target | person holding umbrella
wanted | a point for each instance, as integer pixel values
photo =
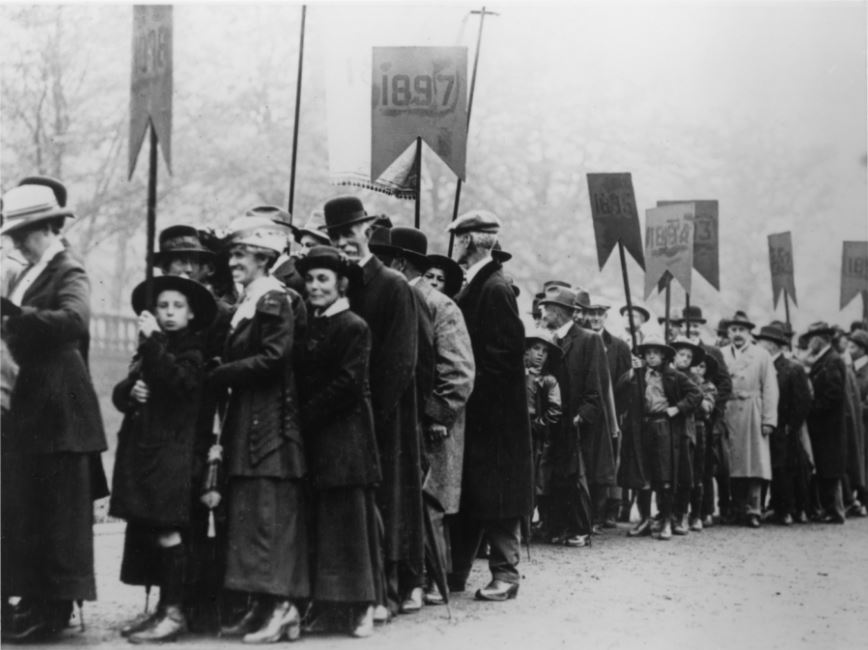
(152, 478)
(265, 462)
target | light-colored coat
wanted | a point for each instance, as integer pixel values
(454, 373)
(754, 403)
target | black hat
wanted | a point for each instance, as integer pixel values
(739, 318)
(201, 300)
(180, 239)
(820, 328)
(692, 314)
(345, 211)
(408, 242)
(329, 257)
(454, 275)
(684, 342)
(773, 333)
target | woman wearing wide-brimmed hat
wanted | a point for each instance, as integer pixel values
(53, 435)
(265, 462)
(337, 420)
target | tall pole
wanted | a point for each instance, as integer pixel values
(482, 14)
(417, 165)
(297, 112)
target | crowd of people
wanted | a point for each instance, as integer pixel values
(324, 426)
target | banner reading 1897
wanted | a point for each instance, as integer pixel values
(419, 92)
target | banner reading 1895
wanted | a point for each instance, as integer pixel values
(419, 92)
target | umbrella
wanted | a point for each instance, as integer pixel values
(436, 547)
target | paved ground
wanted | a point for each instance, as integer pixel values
(802, 587)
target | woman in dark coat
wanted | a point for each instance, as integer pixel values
(339, 434)
(152, 477)
(267, 535)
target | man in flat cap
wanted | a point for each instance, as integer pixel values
(751, 416)
(584, 463)
(386, 302)
(53, 436)
(497, 481)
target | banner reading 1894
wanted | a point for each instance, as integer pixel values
(151, 92)
(419, 92)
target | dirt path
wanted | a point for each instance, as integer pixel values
(802, 587)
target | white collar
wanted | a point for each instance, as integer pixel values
(339, 305)
(475, 268)
(562, 331)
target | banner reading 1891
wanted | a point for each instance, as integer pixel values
(419, 92)
(151, 92)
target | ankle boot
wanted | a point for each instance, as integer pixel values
(283, 622)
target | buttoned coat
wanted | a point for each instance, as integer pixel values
(582, 375)
(498, 461)
(386, 302)
(335, 394)
(827, 417)
(262, 435)
(754, 404)
(454, 372)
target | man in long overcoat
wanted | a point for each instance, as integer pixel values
(386, 302)
(751, 416)
(442, 413)
(827, 419)
(54, 433)
(496, 491)
(788, 459)
(581, 450)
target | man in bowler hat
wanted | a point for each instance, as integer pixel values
(497, 481)
(386, 302)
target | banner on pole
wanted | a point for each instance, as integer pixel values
(151, 87)
(781, 263)
(706, 259)
(669, 244)
(613, 209)
(419, 92)
(854, 271)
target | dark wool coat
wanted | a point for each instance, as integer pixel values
(582, 375)
(498, 459)
(794, 402)
(387, 304)
(262, 435)
(151, 483)
(335, 394)
(54, 405)
(634, 471)
(827, 417)
(454, 371)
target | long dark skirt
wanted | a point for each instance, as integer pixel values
(48, 526)
(346, 545)
(267, 538)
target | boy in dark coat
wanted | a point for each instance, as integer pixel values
(151, 483)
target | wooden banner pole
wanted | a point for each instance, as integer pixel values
(297, 113)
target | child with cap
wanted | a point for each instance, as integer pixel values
(152, 479)
(544, 407)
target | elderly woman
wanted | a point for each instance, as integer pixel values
(267, 536)
(342, 450)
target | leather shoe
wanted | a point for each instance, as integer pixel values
(642, 529)
(498, 590)
(413, 602)
(284, 622)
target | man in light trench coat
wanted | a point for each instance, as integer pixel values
(751, 415)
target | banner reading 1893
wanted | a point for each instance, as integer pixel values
(151, 91)
(419, 92)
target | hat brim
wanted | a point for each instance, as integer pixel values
(452, 271)
(201, 300)
(16, 224)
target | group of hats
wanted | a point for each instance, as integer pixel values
(35, 200)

◇ ◇ ◇ ◇

WHAT THE TASK ASKS: Express everything from the line containing "target | group of hats" down to the end of the entries as a JSON list of strings, one string per line, with blank lines left out.

EXERCISE SOLUTION:
[
  "target | group of hats",
  "wanted | a point for each instance, as integer pixel values",
  "(35, 200)"
]